**Directive:**
Answer these questions using the East Oakland excerpt below.
1. What date appears at the top of the excerpt?
2. How does the excerpt describe the dykes seen on 20/20?
3. What reason does the last line give for closing early?

**Document segment:**
^^^^^^^^
May 2nd, 2008

Jamie Lee Evans, “Internalizing the Lesbian of Color Body”

Two lesbians of color, Black and Asian, had seemingly forgotten lesbians are everywhere, and come from everywhere. We did gut checks on who we were thinking of when we thought of lesbians in East Oakland. We were thinking of dykes like the ones on 20/20: white, middle-class and definitely out of place in the inner city. We did find the Mexican restaurant, barely before 8, but they let us in and we ate while they closed up. While eating my taco, I watched the owners turn away customers who arrived after the hour.

Closing early, too dangerous to stay open past dusk.
^^^^^^^^
[Dataset rows showing where objects appear]
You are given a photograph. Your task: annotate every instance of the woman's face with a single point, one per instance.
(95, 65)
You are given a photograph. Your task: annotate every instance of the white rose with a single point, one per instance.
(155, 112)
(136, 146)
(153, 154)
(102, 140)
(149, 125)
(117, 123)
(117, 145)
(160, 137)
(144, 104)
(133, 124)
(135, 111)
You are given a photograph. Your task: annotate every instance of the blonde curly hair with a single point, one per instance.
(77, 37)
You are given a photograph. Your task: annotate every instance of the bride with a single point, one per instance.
^^^^^^^^
**Result of the task:**
1. May 2nd, 2008.
2. As white, middle-class and definitely out of place in the inner city.
3. It was too dangerous to stay open past dusk.